▶ _Passage to read_
Prince Talal was one of the members of Al Saud Family Council which consisted of royals and was established by Crown Prince Abdullah in June 2000 to discuss private issues such as business activities of princes and marriages of princess to individuals who were not member of House of Saud.

Prince Talal was the chairman of Arab Gulf Program For The United Nations Development (AGFUND), which promoted socioeconomic development in the Middle East. As part of AGFUND, he led the board of trustees of the Arab Network for NGOs based in Cairo and established the Arab Open University. He also supported training of women through AGFUND. Through AGFUND, he provided significant monetary support for UNICEF and UNICEF declared him as its Special Envoy in 1980. He became UNESCO's Special Envoy for Water in 2002 to encourage the development of safe water.

Prince Talal was the president of the Arab Council for Childhood and Development. He also helped create the Mentor Foundation and was an honorary member of its board of trustees. He co-founded the Independent Commission for International Humanitarian Issues. He was also a prominent member of the League for Development of the Pasteur Institute and the honorary president of Saudi Society of Family and Community Medicine.

==Philanthropy==
According to Riz Khan, "Prince Talal spent his post-political years developing humanitarian work, shedding the epithet 'The Red Prince' and becoming known as 'The Children's Prince' for his work with UNICEF, the United Nations Children's Fund."

▶ _Provided records_
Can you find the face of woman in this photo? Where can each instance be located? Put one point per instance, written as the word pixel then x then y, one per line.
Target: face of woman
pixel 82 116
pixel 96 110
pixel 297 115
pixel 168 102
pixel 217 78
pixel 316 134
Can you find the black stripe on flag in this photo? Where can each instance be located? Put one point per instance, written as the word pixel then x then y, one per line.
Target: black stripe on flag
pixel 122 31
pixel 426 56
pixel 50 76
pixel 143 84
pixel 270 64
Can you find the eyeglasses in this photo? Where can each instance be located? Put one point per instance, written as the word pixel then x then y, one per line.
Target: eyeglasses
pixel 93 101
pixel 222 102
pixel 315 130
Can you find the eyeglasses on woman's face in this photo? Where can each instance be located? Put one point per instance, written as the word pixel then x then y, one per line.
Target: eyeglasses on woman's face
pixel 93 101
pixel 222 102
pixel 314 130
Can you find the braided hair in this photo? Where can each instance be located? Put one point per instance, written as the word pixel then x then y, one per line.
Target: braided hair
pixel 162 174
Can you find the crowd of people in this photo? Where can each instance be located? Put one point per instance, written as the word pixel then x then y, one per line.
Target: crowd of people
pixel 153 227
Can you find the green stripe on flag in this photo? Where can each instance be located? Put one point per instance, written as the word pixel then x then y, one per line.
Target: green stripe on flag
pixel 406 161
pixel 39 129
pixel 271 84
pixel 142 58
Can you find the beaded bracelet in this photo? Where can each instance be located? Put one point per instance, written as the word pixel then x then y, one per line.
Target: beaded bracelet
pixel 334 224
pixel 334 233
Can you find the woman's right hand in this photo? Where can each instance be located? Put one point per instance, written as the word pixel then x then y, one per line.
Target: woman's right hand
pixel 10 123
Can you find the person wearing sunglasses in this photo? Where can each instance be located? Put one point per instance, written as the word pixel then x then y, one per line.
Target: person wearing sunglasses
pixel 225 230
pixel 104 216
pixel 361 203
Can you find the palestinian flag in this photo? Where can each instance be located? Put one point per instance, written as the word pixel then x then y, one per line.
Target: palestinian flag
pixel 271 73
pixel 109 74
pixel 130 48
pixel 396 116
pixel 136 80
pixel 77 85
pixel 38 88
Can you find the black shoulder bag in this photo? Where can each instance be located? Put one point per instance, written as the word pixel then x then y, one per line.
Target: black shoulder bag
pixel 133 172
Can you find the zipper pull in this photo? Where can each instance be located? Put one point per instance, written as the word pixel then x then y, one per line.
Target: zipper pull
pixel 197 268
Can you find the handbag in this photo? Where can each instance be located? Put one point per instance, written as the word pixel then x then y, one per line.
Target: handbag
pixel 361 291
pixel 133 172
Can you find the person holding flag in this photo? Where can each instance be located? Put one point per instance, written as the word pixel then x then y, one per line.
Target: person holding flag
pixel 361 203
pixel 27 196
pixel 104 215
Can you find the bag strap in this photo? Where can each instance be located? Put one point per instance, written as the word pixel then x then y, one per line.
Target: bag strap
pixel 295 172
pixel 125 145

▶ _Exercise 1_
List every organization that the passage about Prince Talal says he established, helped create, or co-founded.
▶ _Exercise 2_
According to the passage about Prince Talal, in what year did he become UNESCO's Special Envoy for Water?
▶ _Exercise 3_
Transcribe the passage about Prince Talal from the words "Prince Talal was one" up to and including the words "House of Saud.".

▶ _Exercise result 1_
- Arab Open University
- Mentor Foundation
- Independent Commission for International Humanitarian Issues

▶ _Exercise result 2_
2002

▶ _Exercise result 3_
Prince Talal was one of the members of Al Saud Family Council which consisted of royals and was established by Crown Prince Abdullah in June 2000 to discuss private issues such as business activities of princes and marriages of princess to individuals who were not member of House of Saud.